» REQUESTS:
A) List every distinct username that appears as a post header in the trout fishing forum thread.
B) Write the next part of the trout fishing forum thread, picking up right after its final line.

# 11/30 ulm



## Rack Ranch (May 25, 2004)

Gin Clear Water!!! As a result, I think, the trout were right up next to the grass ambushing bait. Every fish I caught was within a foot or two of the grass line. Casting anywhere else was a waste of time. No bigg'uns but caught 16 to get my limit of 5 then waded in. Corky Fat Boy #99

BTW I think the water will stay this way until we get some wind next week.


----------



## irbjd (Aug 11, 2005)

Nice. That's a great clear water color.


----------



## troutsupport (May 22, 2006)

Nice work buddy!


----------



## Rack Ranch (May 25, 2004)

Hammered them again yesterday but nothing to big. Tides were super low so we fished the channels. Plum Nasty was color of choice. No offense Tobin, but I can't seem to get away from my Paul Brown's. Confidence thing.


----------



## troutsupport (May 22, 2006)

Oh, I'm still going to fish with other baits too.. I use my bait when I need it and still use fat boys when I can use them. it's more like a 66degree wedge in the bag when you need it you got it.


----------



## huntfish2011 (Jun 16, 2011)

» INFORMATION SUPPLIED:
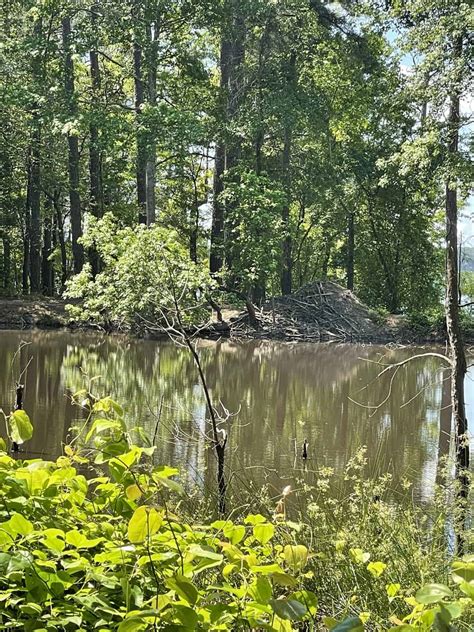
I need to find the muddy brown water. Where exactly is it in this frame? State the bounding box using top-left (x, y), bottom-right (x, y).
top-left (0, 331), bottom-right (474, 501)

» RESULTS BY TASK:
A)
Rack Ranch
irbjd
troutsupport
huntfish2011

B)
Nice report!

I fished out of Bluffs the 15 and 16th throwing paddle tails. I didn't care much for the rain but the fish were hungry; which made the rain tolerable. 

Are you fishing the Paul Brown's drifting or wading?


----------



## Rack Ranch (May 25, 2004)

Wading, I got skunked yesterday. East Kleberg, over to Rocky, east to the Gutters, then back North to KRS. One keeper trout... Went over my waders and ruined my phone at KRS. One of those days.


----------



## acoastalbender (Jul 16, 2011)

bummer ... been there done that ...


----------



## troutsupport (May 22, 2006)

yep.. one time ... actually 2x.. I got out of the boar with the smart phone in a pocket. LOL.. ouch. I always get the insurance plan.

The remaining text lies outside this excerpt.